Lord Ellenborough asked, if on this representation the defendant was not bound to receive the plaintiff.

Mr. Topping begged leave to put a few questions to witness; and on cross-examination the witness said he had heard plaintiff say that he was God Almighty. The witness believed he was a dangerous lunatic, and so did all his medical friends to whom he mentioned the case.

*Mr. Topping said, that since the justification was made out, he was bound, in justice to Mr. Warburton to say that there did not appear the least reason to impute the slightest degree of ill-treatment to that gentleman.

(Data items)

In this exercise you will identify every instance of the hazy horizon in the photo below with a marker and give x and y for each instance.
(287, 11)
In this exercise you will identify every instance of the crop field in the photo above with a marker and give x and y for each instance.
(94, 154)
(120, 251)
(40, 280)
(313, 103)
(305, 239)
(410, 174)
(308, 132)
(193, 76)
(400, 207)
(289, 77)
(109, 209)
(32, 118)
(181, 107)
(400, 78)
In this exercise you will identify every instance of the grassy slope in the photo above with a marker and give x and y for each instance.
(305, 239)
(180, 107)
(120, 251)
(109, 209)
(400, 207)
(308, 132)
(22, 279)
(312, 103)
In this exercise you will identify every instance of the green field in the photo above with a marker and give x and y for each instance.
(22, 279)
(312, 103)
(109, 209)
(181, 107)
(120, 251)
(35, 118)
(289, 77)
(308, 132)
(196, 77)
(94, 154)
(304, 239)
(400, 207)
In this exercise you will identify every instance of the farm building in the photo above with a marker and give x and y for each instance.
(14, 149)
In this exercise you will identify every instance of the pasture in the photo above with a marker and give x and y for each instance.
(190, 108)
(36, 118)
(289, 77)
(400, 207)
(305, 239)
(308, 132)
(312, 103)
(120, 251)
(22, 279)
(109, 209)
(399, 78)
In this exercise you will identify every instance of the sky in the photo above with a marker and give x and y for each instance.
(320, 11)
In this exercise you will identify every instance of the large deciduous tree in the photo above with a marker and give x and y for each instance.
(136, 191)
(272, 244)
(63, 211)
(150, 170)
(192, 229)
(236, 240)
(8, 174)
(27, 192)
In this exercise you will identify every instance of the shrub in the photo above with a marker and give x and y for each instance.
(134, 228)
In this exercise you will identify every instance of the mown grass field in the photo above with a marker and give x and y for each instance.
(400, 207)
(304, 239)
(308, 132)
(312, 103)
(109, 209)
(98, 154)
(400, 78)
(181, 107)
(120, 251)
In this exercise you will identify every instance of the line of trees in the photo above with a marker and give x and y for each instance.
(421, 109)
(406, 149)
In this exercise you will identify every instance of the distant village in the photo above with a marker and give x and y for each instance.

- _What is required_
Reproduce the court account word for word, everything from "Lord Ellenborough asked, if" down to "to that gentleman.". Work only from the court account.

- _Response to this task_
Lord Ellenborough asked, if on this representation the defendant was not bound to receive the plaintiff.

Mr. Topping begged leave to put a few questions to witness; and on cross-examination the witness said he had heard plaintiff say that he was God Almighty. The witness believed he was a dangerous lunatic, and so did all his medical friends to whom he mentioned the case.

*Mr. Topping said, that since the justification was made out, he was bound, in justice to Mr. Warburton to say that there did not appear the least reason to impute the slightest degree of ill-treatment to that gentleman.